Aufgabe
Gib aus dem Ausgangstext über die wirtschaftliche Bewertung von Kulturen für Biogasanlagen den Abschnitt zwischen „In den Tabellen“ und „Betriebsprämie zu reduzieren.“ einschließlich wortgetreu aus.

Ausgangstext
•••••

Wirtschaftliche Bewertung der Kulturen

Über 90 % der Biogasanlagen in NRW werden als sogenannte NaWaRo-Anlagen betrieben. In diesen Anlagen werden neben Gülle und Mist ausschließlich nachwachsende Rohstoffe eingesetzt. Die Bereitstellung der Biomasse verursacht so hohe Kosten, dass sie bei vielen Anlagen 50 % der Gesamtjahreskosten ausmachen. Daher müssen bei der Biomasseauswahl für jede Anlage die standortspezifischen Gegebenheiten, wie Pacht und Ertrag, geprüft und darauf basierend die geeigneten Kulturen ausgewählt werden. Neben den betriebswirtschaftlichen Kriterien sind dabei auch phytosanitäre Aspekte, die Fruchtfolge sowie Fragen der gesellschaftlichen Akzeptanz zu berücksichtigen.

Für einen betriebswirtschaftlichen Vergleich der Kulturen sind die Produktionskosten zur Energiebereitstellung zu berechnen und nebeneinander zu stellen. Dies kann in Euro pro Kubikmeter Methangas oder auch in Cent pro Kilowattstunde Strom erfolgen. Letzteres unterstellt technische Eigenschaften zur Verstromung, ermöglicht aber einen Vergleich mit den Erlösen nach dem Erneuerbare-Energien-Gesetz (EEG).

In den Tabellen sind die reinen Produktionskosten für verschiedene Kulturen zusammengestellt. Neben den variablen Kosten sind auch die Festkosten, ein Lohnansatz und eine Pacht oder ein Pachtansatz zu berücksichtigen. Nicht erfasst sind die Kosten für Konservierung, Aufbereitung und Dosierung. Es wurde auch kein betriebsspezifischer Gewinnansatz berücksichtigt. Die entsprechenden Produktionskosten sind um die Betriebsprämie zu reduzieren.

Neben den Hauptfrüchten Silomais, Getreide-GPS, Zuckerrübe und Ackergras wird am Beispiel von Roggen-GPS mit Silomais die Wirtschaftlichkeit im Zweitfruchtanbau dargestellt. Die Kalkulation für den Grünroggen zeigt die Situation im Winterzwischenfruchtanbau. Berechnungen für andere Kulturen müssen in gleicher Weise unter Berücksichtigung der jeweiligen Produktionskosten erfolgen.

•••••

Rohdaten
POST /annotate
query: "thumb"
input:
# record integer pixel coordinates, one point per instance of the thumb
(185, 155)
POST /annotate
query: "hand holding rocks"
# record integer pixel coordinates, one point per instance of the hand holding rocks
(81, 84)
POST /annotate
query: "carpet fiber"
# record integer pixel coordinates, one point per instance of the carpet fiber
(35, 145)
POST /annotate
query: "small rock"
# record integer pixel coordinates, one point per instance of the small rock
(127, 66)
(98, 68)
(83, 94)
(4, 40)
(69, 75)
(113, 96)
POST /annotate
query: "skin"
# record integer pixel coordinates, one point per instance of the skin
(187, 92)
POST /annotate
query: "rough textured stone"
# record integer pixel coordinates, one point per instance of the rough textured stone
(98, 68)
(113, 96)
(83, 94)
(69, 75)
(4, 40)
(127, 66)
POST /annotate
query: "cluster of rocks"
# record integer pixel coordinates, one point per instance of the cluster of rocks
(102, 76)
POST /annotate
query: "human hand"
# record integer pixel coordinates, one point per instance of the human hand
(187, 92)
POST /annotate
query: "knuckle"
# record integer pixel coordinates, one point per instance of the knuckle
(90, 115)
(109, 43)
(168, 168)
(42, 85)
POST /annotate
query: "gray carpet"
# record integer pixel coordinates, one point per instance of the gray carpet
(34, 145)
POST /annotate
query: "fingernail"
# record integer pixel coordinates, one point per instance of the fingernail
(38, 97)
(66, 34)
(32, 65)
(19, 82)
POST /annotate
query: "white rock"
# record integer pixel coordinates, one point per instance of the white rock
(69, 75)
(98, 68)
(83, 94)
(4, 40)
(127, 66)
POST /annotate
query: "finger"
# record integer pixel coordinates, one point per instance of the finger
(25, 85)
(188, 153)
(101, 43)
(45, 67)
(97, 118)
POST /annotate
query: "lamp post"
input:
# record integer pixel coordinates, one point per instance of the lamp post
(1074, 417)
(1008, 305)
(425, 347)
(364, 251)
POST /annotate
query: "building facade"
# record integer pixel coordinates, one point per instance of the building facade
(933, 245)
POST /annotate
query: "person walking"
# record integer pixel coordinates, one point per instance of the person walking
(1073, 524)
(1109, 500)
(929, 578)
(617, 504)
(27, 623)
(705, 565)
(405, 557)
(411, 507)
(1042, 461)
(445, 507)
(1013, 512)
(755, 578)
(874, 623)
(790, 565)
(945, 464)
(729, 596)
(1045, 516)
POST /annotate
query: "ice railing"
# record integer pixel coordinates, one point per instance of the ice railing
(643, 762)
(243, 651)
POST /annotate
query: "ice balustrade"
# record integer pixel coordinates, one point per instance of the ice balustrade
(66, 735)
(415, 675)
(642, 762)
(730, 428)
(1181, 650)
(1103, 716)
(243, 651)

•••••

Antwort
In den Tabellen sind die reinen Produktionskosten für verschiedene Kulturen zusammengestellt. Neben den variablen Kosten sind auch die Festkosten, ein Lohnansatz und eine Pacht oder ein Pachtansatz zu berücksichtigen. Nicht erfasst sind die Kosten für Konservierung, Aufbereitung und Dosierung. Es wurde auch kein betriebsspezifischer Gewinnansatz berücksichtigt. Die entsprechenden Produktionskosten sind um die Betriebsprämie zu reduzieren.